Excerpted text -
╭──
# New to Me Toro 824 XL



## mryank9 (Feb 6, 2014)

Hey everyone..just picked up a 1997 Toro 824XL off of craigslist..this is my first 2 stage blower but it seems to be in great shape. Carb recently cleaned, starts right up with electric or pull start..any owners out there with any suggestions or tips for these? Things to look for/expect? From what I've read its a pretty bulletproof machine. Looking forward to 8-12 inches of heavy wet snow tomorrow in CT!


----------



## UNDERTAKER (Dec 30, 2013)

ALOHA to the form. check belts. check the auger gear box for oil level it runs 80-90 non synthetic gear oil. make sure to check for loose bolts, put air in tires, check and adjust if needed the scraper and skid height. lube the chute teeth with black grease. make sure all the controls are up to snuff. let me know if you have any more questions. MAHALO


----------



## detdrbuzzard (Jan 20, 2012)

Hello mryank, welcome to SBF and congrats


----------



## mryank9 (Feb 6, 2014)

thanks guys! I think I'll run her tomorrow or friday after the storm and see how she does..checked the oil and put some air in the tires just to start..one side of the handle is a little loose down at the bottom where there are 2 bolts, one seems loose. Is it just a quick tighten?


----------



## fibersport (Feb 6, 2014)

Might be a dumb question but what makes an 824 XL an 824 XL? Obviously the Powershift has the moveable axle but what about the XL?


----------



## UNDERTAKER (Dec 30, 2013)

the xl line was a a type of hybrid. it had the powershift bucket. with the standard friction disk drive. and at a way lower price MAHALO


----------



## mryank9 (Feb 6, 2014)

Any pros and cons to the XL? Seems to be a pretty good machine from what I've read..I sure hope so!


----------



## UNDERTAKER (Dec 30, 2013)

no not really. it was just for people that did not want that monster powershift. they are the same except for the price toro had to have a middle line to. the powershift was the top of the line back in the day.


----------



## threeputtpar (Jan 16, 2014)

Check to see if you can pull the klik pins and remove the wheels. If you can, pull them off at the end of the season and grease the shaft so they don't rust weld together. I have that problem with the Powershift I picked up and will probably need to take out the entire axle assembly and use a press to get the wheels off of the axle.


----------



## threeputtpar (Jan 16, 2014)

mryank9 said:


> Any pros and cons to the XL? Seems to be a pretty good machine from what I've read..I sure hope so!


 
No cons, only pros. You get the bucket and longer discharge chute of the Powershift, without the added weight of the Powershift's trans and running gear. If I could have found a average XL, I would have bought that instead of a Powershift.


----------
╰──
Record set -
╭──
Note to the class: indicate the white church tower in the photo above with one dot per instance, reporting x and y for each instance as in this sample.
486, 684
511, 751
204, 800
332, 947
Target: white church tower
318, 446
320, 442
╰──
Work to complete - Copy the Toro 824 XL thread word for word from "thanks guys! I" to "fibersport (Feb 6, 2014)". The material has nothing to do with the Toro 824 XL thread.

Solution -
thanks guys! I think I'll run her tomorrow or friday after the storm and see how she does..checked the oil and put some air in the tires just to start..one side of the handle is a little loose down at the bottom where there are 2 bolts, one seems loose. Is it just a quick tighten?


----------



## fibersport (Feb 6, 2014)